**작업**: 아래 자료에서 지정 문자열이 들어 있는 줄을 모두 찾아 원문 그대로 옮겨 보고하라. 지정 문자열은 "grass"이며, 대소문자를 구분한다.

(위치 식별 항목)
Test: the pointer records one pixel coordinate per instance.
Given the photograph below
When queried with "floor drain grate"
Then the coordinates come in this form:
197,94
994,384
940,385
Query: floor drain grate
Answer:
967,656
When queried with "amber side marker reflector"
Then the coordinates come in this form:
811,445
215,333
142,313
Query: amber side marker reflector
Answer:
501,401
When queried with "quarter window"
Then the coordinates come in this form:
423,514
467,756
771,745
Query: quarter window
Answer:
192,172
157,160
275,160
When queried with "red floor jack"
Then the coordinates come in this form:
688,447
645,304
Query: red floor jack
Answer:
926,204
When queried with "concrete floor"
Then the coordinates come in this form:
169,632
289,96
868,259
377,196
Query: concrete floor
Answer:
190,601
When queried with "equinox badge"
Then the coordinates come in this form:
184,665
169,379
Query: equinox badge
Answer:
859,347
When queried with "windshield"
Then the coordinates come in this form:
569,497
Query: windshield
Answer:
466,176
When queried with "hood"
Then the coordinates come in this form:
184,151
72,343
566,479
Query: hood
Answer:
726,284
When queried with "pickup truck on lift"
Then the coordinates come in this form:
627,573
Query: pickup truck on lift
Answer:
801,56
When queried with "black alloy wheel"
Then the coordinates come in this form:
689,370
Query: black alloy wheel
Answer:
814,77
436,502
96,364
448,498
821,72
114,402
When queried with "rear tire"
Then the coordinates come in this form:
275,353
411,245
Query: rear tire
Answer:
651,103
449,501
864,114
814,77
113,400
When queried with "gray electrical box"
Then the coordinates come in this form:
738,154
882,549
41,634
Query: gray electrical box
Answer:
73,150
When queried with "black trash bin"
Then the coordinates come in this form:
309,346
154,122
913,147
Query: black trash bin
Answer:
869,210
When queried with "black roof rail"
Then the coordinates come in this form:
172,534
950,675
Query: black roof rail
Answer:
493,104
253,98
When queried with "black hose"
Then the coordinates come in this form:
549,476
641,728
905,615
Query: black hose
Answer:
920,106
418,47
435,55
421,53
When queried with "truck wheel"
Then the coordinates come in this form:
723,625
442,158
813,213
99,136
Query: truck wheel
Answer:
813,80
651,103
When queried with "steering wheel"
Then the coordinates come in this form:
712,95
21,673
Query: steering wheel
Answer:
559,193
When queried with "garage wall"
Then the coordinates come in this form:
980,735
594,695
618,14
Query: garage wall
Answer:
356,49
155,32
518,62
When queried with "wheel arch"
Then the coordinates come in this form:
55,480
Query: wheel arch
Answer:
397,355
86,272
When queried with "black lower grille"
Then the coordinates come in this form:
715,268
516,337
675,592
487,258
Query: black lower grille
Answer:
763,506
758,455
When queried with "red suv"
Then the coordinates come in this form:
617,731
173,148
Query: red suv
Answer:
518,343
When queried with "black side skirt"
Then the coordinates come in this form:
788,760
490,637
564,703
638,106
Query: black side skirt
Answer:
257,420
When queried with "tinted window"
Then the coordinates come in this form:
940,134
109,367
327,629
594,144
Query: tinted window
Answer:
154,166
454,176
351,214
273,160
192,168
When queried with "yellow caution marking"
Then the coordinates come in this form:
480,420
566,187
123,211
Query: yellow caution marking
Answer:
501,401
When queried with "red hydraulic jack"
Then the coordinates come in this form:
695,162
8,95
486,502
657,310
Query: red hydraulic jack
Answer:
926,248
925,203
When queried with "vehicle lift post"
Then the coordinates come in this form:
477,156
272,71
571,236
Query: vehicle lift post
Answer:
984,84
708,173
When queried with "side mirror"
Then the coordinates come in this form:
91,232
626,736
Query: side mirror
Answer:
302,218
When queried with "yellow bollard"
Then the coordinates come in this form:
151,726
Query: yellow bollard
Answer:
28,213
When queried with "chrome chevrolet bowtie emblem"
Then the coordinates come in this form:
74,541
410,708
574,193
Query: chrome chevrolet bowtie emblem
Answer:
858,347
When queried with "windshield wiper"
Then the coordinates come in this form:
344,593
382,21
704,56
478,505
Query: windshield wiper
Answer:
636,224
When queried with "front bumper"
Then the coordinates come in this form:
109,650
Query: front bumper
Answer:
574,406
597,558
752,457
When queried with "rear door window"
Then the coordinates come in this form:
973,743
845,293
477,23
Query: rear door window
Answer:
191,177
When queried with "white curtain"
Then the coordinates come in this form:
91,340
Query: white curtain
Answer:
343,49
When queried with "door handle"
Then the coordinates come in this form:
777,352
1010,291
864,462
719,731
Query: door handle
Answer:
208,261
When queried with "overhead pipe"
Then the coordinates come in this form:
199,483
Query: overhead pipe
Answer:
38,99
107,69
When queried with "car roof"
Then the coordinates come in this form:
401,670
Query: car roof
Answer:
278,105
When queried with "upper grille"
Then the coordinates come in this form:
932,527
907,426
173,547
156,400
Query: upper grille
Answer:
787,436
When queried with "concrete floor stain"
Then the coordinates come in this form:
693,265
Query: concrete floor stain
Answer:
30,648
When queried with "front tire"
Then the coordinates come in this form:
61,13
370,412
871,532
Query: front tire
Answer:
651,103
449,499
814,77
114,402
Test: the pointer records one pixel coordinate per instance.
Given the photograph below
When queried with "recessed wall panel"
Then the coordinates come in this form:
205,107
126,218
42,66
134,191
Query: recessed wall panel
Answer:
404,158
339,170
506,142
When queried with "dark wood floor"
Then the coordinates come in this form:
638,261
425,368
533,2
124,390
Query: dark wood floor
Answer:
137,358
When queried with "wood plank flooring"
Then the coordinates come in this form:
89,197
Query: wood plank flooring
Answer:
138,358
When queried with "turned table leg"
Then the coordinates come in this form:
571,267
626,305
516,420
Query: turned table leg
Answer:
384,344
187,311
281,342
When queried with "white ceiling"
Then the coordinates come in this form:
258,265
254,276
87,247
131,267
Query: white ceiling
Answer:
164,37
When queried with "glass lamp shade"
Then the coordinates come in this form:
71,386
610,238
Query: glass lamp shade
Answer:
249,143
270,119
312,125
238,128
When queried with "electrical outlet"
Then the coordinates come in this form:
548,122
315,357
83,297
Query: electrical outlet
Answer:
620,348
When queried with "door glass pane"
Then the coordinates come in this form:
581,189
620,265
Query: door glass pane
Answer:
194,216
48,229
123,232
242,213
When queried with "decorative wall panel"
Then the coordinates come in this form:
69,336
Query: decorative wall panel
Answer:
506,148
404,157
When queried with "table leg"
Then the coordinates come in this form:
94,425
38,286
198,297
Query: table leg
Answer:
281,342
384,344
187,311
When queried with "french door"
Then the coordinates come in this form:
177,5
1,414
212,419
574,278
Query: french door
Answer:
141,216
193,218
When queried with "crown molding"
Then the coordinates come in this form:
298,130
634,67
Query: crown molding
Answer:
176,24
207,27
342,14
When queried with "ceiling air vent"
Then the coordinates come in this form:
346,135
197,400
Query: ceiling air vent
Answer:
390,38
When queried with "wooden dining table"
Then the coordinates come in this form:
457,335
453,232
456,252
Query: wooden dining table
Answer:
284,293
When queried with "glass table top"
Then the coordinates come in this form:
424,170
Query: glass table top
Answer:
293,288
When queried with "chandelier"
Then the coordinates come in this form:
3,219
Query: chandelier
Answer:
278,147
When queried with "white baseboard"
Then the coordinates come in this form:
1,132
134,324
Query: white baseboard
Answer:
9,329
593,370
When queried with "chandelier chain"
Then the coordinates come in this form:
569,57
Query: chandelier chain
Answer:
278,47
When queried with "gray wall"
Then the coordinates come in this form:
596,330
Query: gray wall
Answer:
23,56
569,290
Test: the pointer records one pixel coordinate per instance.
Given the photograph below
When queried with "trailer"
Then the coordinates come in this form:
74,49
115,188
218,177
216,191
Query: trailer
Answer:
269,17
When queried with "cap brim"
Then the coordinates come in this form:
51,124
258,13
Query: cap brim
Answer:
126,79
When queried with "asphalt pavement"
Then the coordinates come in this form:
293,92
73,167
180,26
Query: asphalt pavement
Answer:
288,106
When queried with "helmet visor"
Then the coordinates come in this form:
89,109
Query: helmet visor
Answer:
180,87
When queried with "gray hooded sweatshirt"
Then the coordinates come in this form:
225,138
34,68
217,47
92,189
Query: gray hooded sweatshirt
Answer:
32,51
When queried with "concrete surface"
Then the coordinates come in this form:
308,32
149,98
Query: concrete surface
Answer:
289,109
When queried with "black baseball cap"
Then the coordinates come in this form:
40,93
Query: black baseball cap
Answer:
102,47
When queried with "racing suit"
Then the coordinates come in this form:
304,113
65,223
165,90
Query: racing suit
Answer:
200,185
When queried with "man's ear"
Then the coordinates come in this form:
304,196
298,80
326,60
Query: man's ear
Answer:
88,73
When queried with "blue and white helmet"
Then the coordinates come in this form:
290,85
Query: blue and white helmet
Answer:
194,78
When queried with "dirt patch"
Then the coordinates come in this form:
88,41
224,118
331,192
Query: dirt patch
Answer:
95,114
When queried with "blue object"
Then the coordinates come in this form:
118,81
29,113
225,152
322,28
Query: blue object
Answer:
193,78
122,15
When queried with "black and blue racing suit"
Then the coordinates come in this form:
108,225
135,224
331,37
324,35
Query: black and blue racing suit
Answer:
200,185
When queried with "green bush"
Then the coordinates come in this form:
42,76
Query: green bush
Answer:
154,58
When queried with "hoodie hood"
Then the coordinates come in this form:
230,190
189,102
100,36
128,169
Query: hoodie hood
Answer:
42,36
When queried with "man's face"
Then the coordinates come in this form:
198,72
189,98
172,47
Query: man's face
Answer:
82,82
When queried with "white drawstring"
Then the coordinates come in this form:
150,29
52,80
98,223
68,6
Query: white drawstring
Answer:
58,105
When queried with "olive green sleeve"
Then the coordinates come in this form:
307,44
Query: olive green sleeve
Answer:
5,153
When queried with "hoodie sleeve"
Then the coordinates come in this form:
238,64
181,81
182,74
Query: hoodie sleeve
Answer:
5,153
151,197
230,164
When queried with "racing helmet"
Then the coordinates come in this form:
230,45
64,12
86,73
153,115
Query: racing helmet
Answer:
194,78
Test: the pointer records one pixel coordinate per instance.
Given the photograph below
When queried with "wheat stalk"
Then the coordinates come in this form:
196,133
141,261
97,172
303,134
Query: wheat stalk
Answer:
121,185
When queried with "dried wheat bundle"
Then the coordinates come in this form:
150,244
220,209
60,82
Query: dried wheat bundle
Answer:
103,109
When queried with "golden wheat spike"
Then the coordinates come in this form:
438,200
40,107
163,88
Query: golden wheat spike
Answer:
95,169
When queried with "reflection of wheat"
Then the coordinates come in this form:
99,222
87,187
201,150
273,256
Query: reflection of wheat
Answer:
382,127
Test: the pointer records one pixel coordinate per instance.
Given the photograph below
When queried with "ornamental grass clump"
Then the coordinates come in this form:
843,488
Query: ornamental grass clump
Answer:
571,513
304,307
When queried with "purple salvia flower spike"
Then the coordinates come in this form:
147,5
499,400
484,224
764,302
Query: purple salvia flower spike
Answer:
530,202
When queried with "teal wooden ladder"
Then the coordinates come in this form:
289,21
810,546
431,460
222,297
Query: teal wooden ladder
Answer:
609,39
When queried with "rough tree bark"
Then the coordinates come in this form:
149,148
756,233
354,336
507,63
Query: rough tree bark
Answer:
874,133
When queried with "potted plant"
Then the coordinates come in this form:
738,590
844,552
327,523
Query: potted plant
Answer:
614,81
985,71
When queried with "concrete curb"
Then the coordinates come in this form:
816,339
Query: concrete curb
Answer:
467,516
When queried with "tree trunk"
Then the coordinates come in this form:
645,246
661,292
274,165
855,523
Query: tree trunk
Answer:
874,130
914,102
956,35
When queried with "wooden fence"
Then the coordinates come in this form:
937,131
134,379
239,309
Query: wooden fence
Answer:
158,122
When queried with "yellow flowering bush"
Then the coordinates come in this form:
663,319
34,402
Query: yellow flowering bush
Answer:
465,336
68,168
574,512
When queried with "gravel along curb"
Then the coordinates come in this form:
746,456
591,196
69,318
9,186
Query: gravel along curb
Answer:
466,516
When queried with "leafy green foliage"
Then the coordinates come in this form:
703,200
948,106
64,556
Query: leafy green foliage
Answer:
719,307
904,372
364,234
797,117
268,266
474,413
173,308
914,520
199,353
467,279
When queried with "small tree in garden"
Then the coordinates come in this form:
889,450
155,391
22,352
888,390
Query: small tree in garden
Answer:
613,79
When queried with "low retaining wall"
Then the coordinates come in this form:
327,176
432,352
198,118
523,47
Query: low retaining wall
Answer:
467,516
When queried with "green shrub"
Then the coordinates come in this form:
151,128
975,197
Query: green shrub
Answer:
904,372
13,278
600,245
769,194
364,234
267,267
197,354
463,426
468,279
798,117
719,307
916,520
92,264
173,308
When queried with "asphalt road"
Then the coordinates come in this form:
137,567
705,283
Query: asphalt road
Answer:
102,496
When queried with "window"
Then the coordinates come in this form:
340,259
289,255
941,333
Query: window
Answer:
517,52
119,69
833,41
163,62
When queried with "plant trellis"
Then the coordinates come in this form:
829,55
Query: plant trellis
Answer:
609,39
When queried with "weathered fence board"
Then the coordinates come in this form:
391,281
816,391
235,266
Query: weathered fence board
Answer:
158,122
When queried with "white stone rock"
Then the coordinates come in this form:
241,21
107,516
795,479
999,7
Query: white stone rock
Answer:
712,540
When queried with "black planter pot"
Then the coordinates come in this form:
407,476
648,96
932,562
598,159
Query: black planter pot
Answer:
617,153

**최종 결과**:
When queried with "ornamental grass clump"
Query: ornamental grass clump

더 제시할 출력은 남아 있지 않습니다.